Coordinate annotation entries:
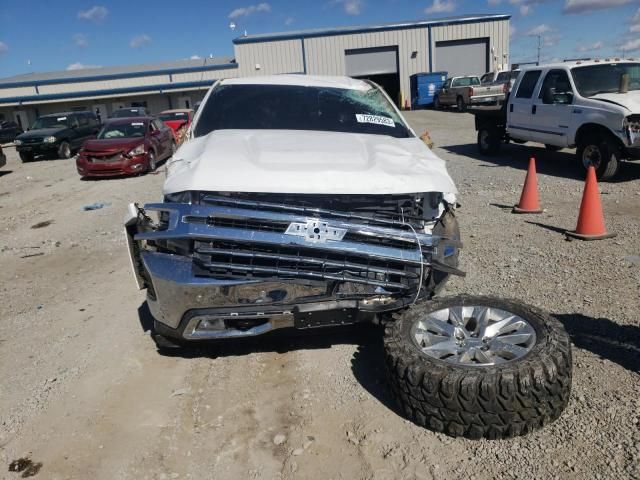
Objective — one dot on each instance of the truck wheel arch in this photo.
(588, 129)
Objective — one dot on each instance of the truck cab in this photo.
(592, 106)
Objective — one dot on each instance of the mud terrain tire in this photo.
(475, 401)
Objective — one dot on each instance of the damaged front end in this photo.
(220, 265)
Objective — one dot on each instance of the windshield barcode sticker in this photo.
(375, 119)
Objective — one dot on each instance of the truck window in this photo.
(528, 84)
(466, 81)
(502, 77)
(556, 88)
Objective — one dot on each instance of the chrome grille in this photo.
(226, 260)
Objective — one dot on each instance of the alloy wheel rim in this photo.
(591, 156)
(473, 335)
(484, 139)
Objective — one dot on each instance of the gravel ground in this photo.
(85, 394)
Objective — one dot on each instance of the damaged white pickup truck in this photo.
(304, 202)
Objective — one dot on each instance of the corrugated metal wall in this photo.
(283, 56)
(326, 55)
(496, 31)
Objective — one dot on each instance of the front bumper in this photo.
(207, 294)
(487, 100)
(121, 166)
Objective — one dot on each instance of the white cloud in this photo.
(539, 30)
(441, 6)
(582, 6)
(81, 66)
(96, 13)
(245, 11)
(352, 7)
(635, 23)
(81, 40)
(590, 48)
(140, 41)
(631, 45)
(551, 40)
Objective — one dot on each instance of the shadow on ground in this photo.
(610, 340)
(558, 164)
(367, 363)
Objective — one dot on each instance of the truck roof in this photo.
(574, 63)
(302, 81)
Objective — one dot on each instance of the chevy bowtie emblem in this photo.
(316, 231)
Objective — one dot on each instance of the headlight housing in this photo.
(139, 150)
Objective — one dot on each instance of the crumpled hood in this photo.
(112, 144)
(288, 161)
(175, 124)
(41, 133)
(629, 100)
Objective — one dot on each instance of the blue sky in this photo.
(58, 35)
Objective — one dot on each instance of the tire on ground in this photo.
(26, 157)
(489, 141)
(499, 401)
(610, 154)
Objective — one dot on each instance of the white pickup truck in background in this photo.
(462, 92)
(592, 106)
(501, 77)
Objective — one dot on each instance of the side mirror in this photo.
(548, 96)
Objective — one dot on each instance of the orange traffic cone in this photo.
(590, 220)
(529, 201)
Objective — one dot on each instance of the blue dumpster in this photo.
(424, 86)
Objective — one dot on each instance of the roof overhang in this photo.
(300, 34)
(108, 93)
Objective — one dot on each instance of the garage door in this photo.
(371, 61)
(463, 57)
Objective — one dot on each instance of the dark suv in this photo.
(9, 130)
(58, 134)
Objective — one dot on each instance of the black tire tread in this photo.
(475, 402)
(604, 141)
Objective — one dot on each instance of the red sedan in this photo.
(178, 120)
(126, 146)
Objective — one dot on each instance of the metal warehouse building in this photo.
(388, 54)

[WORK REQUIRED] Lay out the records from the line with "Objective — one dot on each instance of the chevy" through the end of the records as a two-column CSV with the headers instruction and points. Give one row per record, with its text and its answer each in a single quoted field and any line breaks replaced by spaces.

[THE COMPLETED TASK]
instruction,points
"Objective — one dot on each instance of the chevy bowtie emblem in this photo.","(316, 231)"
"Objective — one dot on each instance of the headlight housing in this photo.","(139, 150)"
"Objective — one dot on each instance of the crumpled hood in this photo.","(112, 144) (288, 161) (175, 124) (41, 133) (629, 100)"
"Objective — one dot on each instance of the blue sky in this photo.","(58, 35)"
"Objective — one dot on each instance of the tire on ground in this photo.","(26, 157) (489, 141) (499, 401) (610, 154)"
"Objective — one dot on each instance of the white pickup truck in background in this photo.","(462, 92) (592, 106) (501, 77)"
"Objective — one dot on each instance of the side mirror in this photo.","(548, 96)"
"Objective — one dot on each instance of the orange traffic cone in this photo.","(590, 220) (529, 201)"
"Objective — one dot on each instance of the blue dumpster in this photo.","(424, 86)"
"Objective — one dot on each instance of the roof overhang in this photo.","(300, 34) (108, 93)"
"Objective — one dot on each instance of the garage door in this photo.","(371, 61) (463, 57)"
"Objective — one dot on each instance of the dark suv in this photo.","(9, 130) (58, 134)"
"Objective — one dot on each instance of the black tire tread in this photo.","(475, 402) (604, 141)"
"Objective — one dot on each instance of the red sedan in this photo.","(178, 120) (126, 146)"
"Objective — one dot on each instance of the metal warehouse building in this photo.","(388, 54)"